* _WHAT IS REQUIRED_
Copy out every one of the lines below, substituting "single marker" for each occurrence of "single point" and keeping all other text identical.

Coordinate labeling data
## BEGIN
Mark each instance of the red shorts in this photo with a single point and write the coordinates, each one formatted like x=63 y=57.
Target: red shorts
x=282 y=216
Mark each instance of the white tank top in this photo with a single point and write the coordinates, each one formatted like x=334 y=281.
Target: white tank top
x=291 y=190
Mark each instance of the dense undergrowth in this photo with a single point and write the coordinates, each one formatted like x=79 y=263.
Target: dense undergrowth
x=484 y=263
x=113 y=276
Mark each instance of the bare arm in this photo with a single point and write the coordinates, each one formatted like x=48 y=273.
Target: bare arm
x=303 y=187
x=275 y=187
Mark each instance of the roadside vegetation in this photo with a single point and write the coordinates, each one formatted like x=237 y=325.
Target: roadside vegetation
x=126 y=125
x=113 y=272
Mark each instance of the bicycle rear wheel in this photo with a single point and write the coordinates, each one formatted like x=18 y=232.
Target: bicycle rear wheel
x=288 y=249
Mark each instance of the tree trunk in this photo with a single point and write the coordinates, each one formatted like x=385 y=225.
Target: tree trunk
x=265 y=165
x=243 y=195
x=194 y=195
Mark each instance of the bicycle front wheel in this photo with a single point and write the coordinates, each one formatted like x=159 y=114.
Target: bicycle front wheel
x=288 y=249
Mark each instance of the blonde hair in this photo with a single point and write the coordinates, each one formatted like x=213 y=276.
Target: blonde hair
## END
* _FINAL RESULT_
Mark each instance of the red shorts in this photo with a single marker and write the coordinates, each one formatted like x=63 y=57.
Target: red shorts
x=282 y=216
Mark each instance of the white tank top in this photo with a single marker and write the coordinates, each one formatted like x=334 y=281.
Target: white tank top
x=291 y=190
Mark each instance of the dense undergrowth in this photo with a single marker and write the coordinates, each one formatted like x=79 y=263.
Target: dense undergrowth
x=484 y=263
x=113 y=276
Mark each instance of the bare arm in this photo with a single marker and write the coordinates, each one formatted like x=48 y=273.
Target: bare arm
x=303 y=187
x=275 y=187
Mark each instance of the roadside vegetation in this photo with a single marker and write the coordinates, each one formatted like x=237 y=325.
Target: roadside vegetation
x=126 y=125
x=113 y=272
Mark each instance of the bicycle rear wheel in this photo with a single marker and write the coordinates, each one formatted like x=18 y=232.
Target: bicycle rear wheel
x=288 y=249
Mark each instance of the tree trunk in this photo with a single marker and write the coordinates, each one formatted like x=385 y=225.
Target: tree trunk
x=265 y=165
x=243 y=195
x=194 y=195
Mark each instance of the bicycle front wheel in this photo with a single marker and write the coordinates, each one formatted like x=159 y=114.
Target: bicycle front wheel
x=288 y=249
Mark each instance of the blonde hair in this photo with a single marker and write the coordinates, each one formatted like x=213 y=276.
Target: blonde hair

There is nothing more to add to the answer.